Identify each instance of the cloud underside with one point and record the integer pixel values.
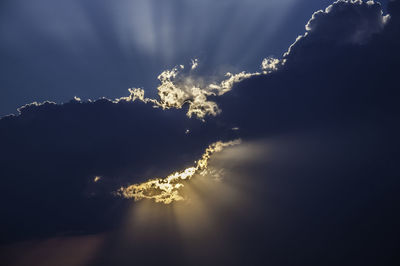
(69, 158)
(166, 190)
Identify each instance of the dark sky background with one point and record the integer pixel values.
(55, 49)
(315, 180)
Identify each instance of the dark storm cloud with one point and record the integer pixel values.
(51, 153)
(320, 199)
(324, 80)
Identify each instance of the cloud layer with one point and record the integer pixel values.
(322, 191)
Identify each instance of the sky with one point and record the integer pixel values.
(199, 132)
(55, 50)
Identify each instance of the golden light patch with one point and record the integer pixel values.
(166, 190)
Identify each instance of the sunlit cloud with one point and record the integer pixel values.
(177, 89)
(166, 190)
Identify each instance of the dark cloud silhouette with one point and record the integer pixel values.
(322, 191)
(51, 154)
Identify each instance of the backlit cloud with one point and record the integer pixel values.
(166, 190)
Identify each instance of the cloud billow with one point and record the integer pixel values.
(338, 81)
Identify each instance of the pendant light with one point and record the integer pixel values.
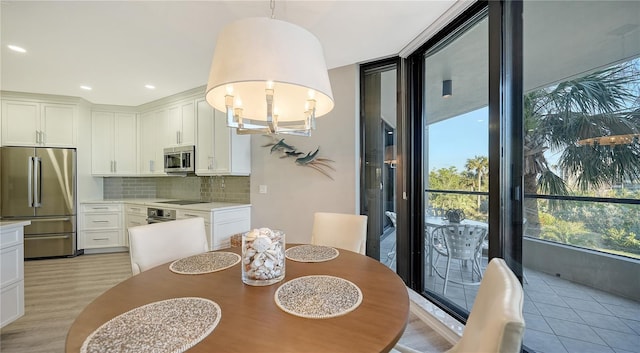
(269, 77)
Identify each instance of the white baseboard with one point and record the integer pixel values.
(446, 326)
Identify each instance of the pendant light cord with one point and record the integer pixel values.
(272, 6)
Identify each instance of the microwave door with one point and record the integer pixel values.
(172, 161)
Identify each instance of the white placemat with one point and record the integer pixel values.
(318, 297)
(168, 326)
(205, 263)
(311, 253)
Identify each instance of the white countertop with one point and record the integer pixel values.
(208, 206)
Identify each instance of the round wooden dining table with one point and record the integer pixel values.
(252, 322)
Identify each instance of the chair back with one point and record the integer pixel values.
(496, 322)
(462, 241)
(345, 231)
(155, 244)
(392, 217)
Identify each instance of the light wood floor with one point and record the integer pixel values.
(57, 290)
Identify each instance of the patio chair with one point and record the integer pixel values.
(496, 322)
(392, 217)
(461, 242)
(155, 244)
(345, 231)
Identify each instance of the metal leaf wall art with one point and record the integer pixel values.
(310, 159)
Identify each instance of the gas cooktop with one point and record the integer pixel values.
(181, 202)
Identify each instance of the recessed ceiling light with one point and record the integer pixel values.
(17, 48)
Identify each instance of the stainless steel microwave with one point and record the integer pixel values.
(179, 159)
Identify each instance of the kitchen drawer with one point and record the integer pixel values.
(181, 214)
(101, 207)
(135, 209)
(101, 239)
(101, 221)
(135, 220)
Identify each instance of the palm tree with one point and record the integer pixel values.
(479, 165)
(603, 103)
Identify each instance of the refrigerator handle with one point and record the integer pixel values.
(36, 182)
(30, 182)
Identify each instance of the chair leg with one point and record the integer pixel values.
(446, 276)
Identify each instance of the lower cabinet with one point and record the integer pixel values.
(11, 272)
(221, 224)
(227, 222)
(101, 225)
(134, 215)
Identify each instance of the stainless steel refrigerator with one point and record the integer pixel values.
(39, 184)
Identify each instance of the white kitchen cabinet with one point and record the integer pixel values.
(101, 225)
(134, 215)
(227, 222)
(183, 214)
(181, 124)
(113, 143)
(221, 224)
(152, 143)
(219, 150)
(11, 271)
(39, 124)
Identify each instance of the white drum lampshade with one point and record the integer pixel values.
(269, 76)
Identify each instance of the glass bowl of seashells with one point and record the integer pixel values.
(263, 259)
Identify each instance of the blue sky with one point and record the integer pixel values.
(453, 141)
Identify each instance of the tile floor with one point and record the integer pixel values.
(561, 316)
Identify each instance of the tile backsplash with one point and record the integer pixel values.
(209, 189)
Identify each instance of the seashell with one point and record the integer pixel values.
(258, 261)
(261, 244)
(251, 235)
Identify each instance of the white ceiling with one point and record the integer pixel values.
(117, 47)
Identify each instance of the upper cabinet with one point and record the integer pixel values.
(39, 124)
(113, 143)
(152, 142)
(181, 124)
(219, 150)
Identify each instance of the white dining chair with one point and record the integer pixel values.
(496, 321)
(155, 244)
(340, 230)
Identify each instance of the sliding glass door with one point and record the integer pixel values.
(378, 153)
(456, 164)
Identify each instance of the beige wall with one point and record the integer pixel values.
(294, 193)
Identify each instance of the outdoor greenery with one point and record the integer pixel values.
(556, 118)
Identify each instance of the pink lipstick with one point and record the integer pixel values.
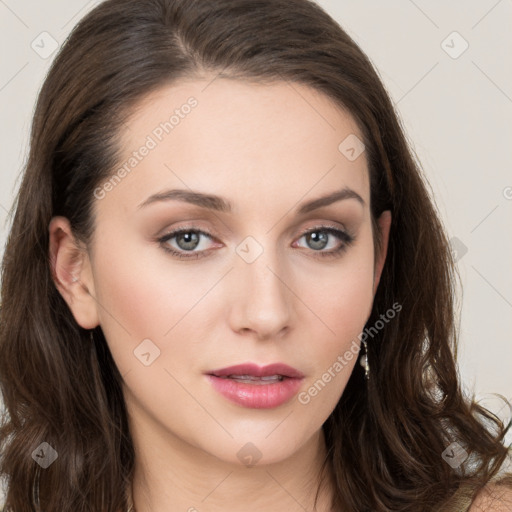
(250, 385)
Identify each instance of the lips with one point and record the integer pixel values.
(254, 372)
(253, 386)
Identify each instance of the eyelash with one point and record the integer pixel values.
(345, 237)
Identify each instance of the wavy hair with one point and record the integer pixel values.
(385, 437)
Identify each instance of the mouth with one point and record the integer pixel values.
(257, 387)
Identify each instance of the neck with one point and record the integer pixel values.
(170, 474)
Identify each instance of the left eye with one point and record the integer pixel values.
(187, 240)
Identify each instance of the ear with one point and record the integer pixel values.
(71, 272)
(384, 222)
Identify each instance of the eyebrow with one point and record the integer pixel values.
(220, 204)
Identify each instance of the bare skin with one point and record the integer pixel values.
(267, 149)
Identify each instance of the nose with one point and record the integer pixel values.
(262, 298)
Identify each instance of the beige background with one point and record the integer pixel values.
(455, 105)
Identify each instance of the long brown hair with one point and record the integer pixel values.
(386, 437)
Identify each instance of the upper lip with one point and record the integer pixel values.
(258, 371)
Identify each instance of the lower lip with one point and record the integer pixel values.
(256, 396)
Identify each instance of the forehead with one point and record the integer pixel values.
(242, 139)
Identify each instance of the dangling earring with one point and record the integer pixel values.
(363, 361)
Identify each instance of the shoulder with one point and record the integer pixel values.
(493, 498)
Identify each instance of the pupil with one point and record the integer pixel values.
(190, 238)
(318, 239)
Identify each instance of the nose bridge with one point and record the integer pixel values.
(263, 295)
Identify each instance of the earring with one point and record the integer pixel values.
(363, 361)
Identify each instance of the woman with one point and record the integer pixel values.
(218, 213)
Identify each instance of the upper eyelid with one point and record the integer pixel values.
(184, 229)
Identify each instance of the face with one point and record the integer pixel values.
(266, 280)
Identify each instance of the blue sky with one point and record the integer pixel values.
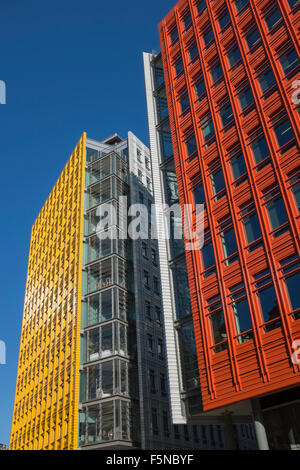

---*---

Task requirements:
Only the lines from the one that contains "Identify each instance of the earring" to the end of the records, inclusive, are to be quoted exactly, with pictures excluded.

The answer:
Identify each instance of the earring with one point and record the integer pixel values.
(363, 361)
Identify each instance of the woman with one point and record the integer pixel values.
(218, 213)
Identify each instance of the upper eyelid with one point and record the integer pixel values.
(184, 229)
Identify each instance of the face with one point and record the integer pixel values.
(266, 280)
Identify each instance of the blue sky with one point and record the integer pixel values.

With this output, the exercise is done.